— BEGIN —

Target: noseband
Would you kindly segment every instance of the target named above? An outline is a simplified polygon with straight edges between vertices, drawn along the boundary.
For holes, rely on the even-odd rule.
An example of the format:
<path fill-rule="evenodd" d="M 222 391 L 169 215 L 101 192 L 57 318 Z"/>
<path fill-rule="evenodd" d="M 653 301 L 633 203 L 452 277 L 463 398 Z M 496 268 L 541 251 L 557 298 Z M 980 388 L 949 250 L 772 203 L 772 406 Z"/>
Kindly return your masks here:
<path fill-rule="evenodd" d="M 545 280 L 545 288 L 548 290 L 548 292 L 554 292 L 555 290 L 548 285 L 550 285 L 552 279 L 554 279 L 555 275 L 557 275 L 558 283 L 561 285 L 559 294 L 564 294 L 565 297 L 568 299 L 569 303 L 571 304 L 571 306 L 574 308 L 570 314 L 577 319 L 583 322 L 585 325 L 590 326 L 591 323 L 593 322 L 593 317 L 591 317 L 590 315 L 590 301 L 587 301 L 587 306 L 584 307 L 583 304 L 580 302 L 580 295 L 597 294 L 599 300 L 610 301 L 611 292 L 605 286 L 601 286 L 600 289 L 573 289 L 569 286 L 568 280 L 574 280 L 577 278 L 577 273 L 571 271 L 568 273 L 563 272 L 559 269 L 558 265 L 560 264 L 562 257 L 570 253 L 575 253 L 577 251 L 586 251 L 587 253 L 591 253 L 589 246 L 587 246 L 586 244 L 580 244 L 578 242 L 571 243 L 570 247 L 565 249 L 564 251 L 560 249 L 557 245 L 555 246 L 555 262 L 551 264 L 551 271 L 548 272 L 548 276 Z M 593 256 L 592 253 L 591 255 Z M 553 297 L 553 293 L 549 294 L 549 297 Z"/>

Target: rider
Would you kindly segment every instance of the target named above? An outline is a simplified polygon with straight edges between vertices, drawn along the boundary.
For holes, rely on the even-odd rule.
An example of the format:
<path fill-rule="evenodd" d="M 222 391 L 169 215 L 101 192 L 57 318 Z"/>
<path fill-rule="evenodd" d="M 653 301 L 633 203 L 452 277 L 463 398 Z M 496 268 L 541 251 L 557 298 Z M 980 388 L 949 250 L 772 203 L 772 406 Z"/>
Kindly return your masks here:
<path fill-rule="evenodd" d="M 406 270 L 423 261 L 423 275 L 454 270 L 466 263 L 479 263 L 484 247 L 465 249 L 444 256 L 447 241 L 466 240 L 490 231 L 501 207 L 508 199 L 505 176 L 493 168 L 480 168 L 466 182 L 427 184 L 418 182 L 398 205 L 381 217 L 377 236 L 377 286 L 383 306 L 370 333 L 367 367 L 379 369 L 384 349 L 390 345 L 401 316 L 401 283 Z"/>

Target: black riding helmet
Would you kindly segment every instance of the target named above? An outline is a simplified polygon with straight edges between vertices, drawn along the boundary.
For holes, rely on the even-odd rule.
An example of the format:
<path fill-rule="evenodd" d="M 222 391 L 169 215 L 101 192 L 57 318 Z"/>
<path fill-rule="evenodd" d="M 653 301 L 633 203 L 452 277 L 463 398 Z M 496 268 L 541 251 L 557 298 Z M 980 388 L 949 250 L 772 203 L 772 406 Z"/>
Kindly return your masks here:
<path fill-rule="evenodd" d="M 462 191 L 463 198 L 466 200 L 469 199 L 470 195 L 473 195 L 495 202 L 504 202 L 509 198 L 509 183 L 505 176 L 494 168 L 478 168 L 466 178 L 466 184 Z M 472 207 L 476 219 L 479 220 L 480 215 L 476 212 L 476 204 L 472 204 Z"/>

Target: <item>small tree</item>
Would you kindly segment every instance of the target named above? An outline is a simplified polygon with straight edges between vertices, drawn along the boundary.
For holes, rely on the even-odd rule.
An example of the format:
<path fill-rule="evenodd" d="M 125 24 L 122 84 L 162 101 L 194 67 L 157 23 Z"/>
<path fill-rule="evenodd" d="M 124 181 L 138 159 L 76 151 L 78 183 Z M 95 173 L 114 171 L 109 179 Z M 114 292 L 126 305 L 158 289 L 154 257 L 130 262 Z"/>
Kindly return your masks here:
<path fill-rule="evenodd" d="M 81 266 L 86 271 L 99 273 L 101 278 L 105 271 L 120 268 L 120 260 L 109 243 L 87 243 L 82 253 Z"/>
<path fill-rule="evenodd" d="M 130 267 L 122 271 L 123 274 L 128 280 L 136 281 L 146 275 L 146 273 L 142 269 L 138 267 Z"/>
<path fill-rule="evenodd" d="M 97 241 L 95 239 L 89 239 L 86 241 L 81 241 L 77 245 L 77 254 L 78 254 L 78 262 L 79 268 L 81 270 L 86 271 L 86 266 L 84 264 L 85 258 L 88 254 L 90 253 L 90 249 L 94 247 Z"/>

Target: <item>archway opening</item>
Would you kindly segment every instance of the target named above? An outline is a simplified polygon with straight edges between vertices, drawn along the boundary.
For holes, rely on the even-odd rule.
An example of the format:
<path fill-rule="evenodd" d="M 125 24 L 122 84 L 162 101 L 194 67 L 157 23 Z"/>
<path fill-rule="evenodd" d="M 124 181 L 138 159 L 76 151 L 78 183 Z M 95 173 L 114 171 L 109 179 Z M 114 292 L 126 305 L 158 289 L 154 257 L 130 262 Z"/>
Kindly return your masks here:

— END —

• GIVEN INSTRUCTION: Reproduce every line of the entries above character for character, with no changes.

• OUTPUT:
Target: noseband
Would you kindly segment every instance of the target named above? An outline is a simplified polygon with straight edges between vertices, drawn along the boundary.
For holes, rely on the even-odd rule.
An example of the format:
<path fill-rule="evenodd" d="M 222 391 L 169 215 L 101 192 L 57 318 Z"/>
<path fill-rule="evenodd" d="M 653 301 L 633 203 L 452 277 L 463 398 Z M 496 268 L 541 251 L 557 298 Z M 980 388 L 949 250 L 772 203 L 772 406 Z"/>
Kindly return your masks here:
<path fill-rule="evenodd" d="M 545 280 L 545 288 L 548 290 L 548 292 L 554 292 L 555 290 L 548 285 L 550 285 L 552 279 L 554 279 L 555 275 L 557 275 L 558 283 L 561 285 L 559 294 L 564 294 L 565 297 L 568 299 L 569 303 L 571 304 L 571 306 L 574 308 L 570 314 L 577 319 L 583 322 L 585 325 L 590 326 L 591 323 L 593 322 L 593 317 L 591 317 L 590 315 L 590 301 L 587 301 L 587 306 L 584 307 L 583 304 L 580 302 L 580 295 L 597 294 L 599 300 L 610 301 L 611 292 L 605 286 L 601 286 L 600 289 L 573 289 L 569 286 L 568 280 L 574 280 L 577 278 L 577 273 L 571 271 L 568 273 L 563 272 L 559 269 L 558 265 L 560 264 L 562 257 L 570 253 L 575 253 L 577 251 L 586 251 L 587 253 L 591 253 L 589 246 L 587 246 L 586 244 L 580 244 L 578 242 L 571 243 L 570 247 L 565 249 L 564 251 L 560 249 L 557 245 L 555 246 L 555 262 L 551 264 L 551 271 L 548 272 L 548 276 Z M 593 256 L 592 253 L 591 255 Z M 553 297 L 553 293 L 549 294 L 549 297 Z"/>

Target: rider
Would you kindly segment every instance of the target named above? An outline is a simplified polygon with straight edges between vertices, drawn along the boundary.
For holes, rely on the even-odd rule.
An example of the format:
<path fill-rule="evenodd" d="M 222 391 L 169 215 L 101 192 L 57 318 Z"/>
<path fill-rule="evenodd" d="M 653 301 L 633 203 L 452 277 L 463 398 Z M 496 268 L 541 251 L 557 298 Z M 980 388 L 949 250 L 772 203 L 772 406 Z"/>
Kindly return your masks here:
<path fill-rule="evenodd" d="M 406 270 L 423 261 L 423 275 L 454 270 L 466 263 L 479 263 L 484 247 L 465 249 L 444 256 L 447 241 L 466 240 L 490 231 L 501 207 L 508 199 L 505 176 L 493 168 L 480 168 L 466 182 L 427 184 L 418 182 L 398 205 L 381 217 L 377 236 L 377 286 L 383 306 L 370 333 L 367 367 L 379 369 L 384 349 L 390 345 L 401 316 L 401 283 Z"/>

Target: black riding helmet
Would you kindly segment every instance of the target named above? An outline is a simplified polygon with straight edges between vertices, drawn along the boundary.
For holes, rely on the even-odd rule.
An example of the format:
<path fill-rule="evenodd" d="M 222 391 L 169 215 L 101 192 L 57 318 Z"/>
<path fill-rule="evenodd" d="M 653 301 L 633 203 L 452 277 L 463 398 Z M 496 268 L 541 251 L 557 298 Z M 980 388 L 949 250 L 772 203 L 772 406 Z"/>
Kindly return your masks here:
<path fill-rule="evenodd" d="M 462 191 L 463 198 L 466 200 L 469 199 L 470 195 L 473 195 L 495 202 L 504 202 L 509 198 L 509 183 L 505 176 L 494 168 L 478 168 L 466 178 L 466 184 Z M 472 207 L 476 219 L 479 220 L 480 215 L 476 212 L 476 204 L 472 204 Z"/>

Target: <item>small tree</item>
Would you kindly segment every instance of the target named above? An outline is a simplified polygon with straight edges between vertices, drawn along the boundary.
For holes, rely on the even-odd rule.
An example of the format:
<path fill-rule="evenodd" d="M 125 24 L 122 84 L 162 101 L 194 67 L 157 23 Z"/>
<path fill-rule="evenodd" d="M 124 181 L 138 159 L 76 151 L 78 183 Z M 95 173 L 114 171 L 109 179 Z M 114 292 L 126 305 L 158 289 L 154 257 L 130 262 Z"/>
Kindly return your masks here:
<path fill-rule="evenodd" d="M 81 266 L 86 271 L 99 273 L 101 278 L 105 271 L 120 268 L 120 260 L 109 243 L 87 243 L 82 253 Z"/>
<path fill-rule="evenodd" d="M 130 267 L 122 271 L 123 274 L 128 280 L 136 281 L 146 275 L 146 273 L 142 269 L 138 267 Z"/>
<path fill-rule="evenodd" d="M 97 241 L 95 239 L 89 239 L 86 241 L 81 241 L 77 245 L 77 254 L 78 254 L 78 262 L 79 268 L 81 270 L 86 271 L 86 266 L 84 264 L 85 258 L 88 254 L 90 253 L 90 249 L 94 247 Z"/>

Target: <item>archway opening</item>
Would you kindly segment every instance of the target named above? An outline is a simplified polygon with straight edges between vertices, drawn along the boundary.
For holes, rely on the even-odd rule.
An example of the format:
<path fill-rule="evenodd" d="M 125 24 L 122 84 L 162 101 L 194 67 L 157 23 Z"/>
<path fill-rule="evenodd" d="M 124 181 L 138 159 L 76 151 L 78 183 Z M 95 173 L 114 171 L 109 179 Z M 114 292 L 126 305 L 158 289 L 154 257 L 130 262 Z"/>
Kindly return your masks here:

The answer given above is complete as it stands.